'''
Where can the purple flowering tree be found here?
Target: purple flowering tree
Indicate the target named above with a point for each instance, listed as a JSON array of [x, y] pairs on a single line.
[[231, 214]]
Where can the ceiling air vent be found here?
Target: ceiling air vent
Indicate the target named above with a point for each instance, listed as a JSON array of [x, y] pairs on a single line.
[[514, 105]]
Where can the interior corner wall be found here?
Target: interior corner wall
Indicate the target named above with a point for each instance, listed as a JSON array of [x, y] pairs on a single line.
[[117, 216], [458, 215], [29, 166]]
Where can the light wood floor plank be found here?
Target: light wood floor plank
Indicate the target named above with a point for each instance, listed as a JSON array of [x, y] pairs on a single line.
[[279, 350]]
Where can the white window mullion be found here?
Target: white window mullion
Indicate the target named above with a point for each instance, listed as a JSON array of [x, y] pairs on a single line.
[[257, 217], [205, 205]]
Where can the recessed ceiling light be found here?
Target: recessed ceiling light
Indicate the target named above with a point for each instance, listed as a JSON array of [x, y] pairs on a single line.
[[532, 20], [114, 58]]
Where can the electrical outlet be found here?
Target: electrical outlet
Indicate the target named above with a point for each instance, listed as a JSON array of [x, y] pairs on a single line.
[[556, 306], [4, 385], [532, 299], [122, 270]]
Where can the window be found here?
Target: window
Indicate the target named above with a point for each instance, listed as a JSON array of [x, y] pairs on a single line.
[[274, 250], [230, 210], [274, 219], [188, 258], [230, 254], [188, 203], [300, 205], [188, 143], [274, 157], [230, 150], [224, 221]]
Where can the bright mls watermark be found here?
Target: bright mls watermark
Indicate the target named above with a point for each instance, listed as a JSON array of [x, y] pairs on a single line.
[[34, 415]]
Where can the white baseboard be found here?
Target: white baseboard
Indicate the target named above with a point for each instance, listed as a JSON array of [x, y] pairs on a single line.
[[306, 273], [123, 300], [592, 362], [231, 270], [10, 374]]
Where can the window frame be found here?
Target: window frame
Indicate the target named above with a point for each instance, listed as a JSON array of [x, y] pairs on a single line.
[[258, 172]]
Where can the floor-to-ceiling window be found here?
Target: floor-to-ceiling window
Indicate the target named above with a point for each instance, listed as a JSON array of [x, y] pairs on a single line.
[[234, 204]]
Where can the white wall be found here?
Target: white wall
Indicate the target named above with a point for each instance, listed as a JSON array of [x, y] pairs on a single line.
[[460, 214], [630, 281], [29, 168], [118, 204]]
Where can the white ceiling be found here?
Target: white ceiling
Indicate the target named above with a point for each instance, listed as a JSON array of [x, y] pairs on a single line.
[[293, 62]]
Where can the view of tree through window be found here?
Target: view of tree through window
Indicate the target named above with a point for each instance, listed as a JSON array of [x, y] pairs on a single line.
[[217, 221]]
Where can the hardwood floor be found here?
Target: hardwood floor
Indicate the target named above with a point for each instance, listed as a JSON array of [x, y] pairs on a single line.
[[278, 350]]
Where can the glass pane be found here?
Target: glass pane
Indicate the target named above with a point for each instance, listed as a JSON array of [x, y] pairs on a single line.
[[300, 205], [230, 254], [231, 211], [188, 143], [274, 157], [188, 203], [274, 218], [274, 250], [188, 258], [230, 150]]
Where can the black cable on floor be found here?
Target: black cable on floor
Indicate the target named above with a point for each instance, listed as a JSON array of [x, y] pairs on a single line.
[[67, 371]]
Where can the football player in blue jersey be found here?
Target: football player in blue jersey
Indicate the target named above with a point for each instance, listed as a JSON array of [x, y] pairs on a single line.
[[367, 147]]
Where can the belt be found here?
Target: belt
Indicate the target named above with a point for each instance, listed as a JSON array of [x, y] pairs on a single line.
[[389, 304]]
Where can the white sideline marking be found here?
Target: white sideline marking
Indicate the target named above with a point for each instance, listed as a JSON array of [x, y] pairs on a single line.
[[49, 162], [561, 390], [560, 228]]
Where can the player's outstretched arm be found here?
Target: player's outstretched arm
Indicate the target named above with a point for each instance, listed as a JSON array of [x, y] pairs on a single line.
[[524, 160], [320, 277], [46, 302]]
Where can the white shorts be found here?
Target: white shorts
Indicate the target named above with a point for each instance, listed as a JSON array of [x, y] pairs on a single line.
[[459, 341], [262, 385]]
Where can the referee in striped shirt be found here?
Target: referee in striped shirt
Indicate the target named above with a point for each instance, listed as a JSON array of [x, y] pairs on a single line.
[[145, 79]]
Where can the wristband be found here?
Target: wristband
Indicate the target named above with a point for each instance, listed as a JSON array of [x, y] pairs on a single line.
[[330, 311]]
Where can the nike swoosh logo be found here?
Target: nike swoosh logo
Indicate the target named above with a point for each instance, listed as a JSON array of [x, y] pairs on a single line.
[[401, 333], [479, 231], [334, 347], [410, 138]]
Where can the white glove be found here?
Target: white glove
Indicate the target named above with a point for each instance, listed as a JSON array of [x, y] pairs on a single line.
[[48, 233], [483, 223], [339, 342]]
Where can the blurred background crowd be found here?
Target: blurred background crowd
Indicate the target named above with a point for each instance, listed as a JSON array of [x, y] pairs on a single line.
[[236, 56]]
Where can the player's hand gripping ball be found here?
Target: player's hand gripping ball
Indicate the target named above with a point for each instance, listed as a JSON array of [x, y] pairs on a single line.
'''
** EXERCISE DIRECTIONS **
Every line above from the line with "Where can the referee" to the line with "Target: nike swoosh logo", inclusive, must be returned exactly; no other line belongs in the reply.

** RESULT OF THIS EXERCISE **
Where can the referee in striped shirt be found here?
Target: referee in striped shirt
Indicate the target named above with a point for each instance, listed as a JSON array of [x, y] pairs on a single line.
[[145, 79]]
Where can the wristband be found here?
Target: wristband
Indicate the target named above with a point for each instance, listed as a JSON array of [x, y] pairs on a single line.
[[330, 311]]
Where can the nike swoosh logo be found here?
Target: nike swoosh logo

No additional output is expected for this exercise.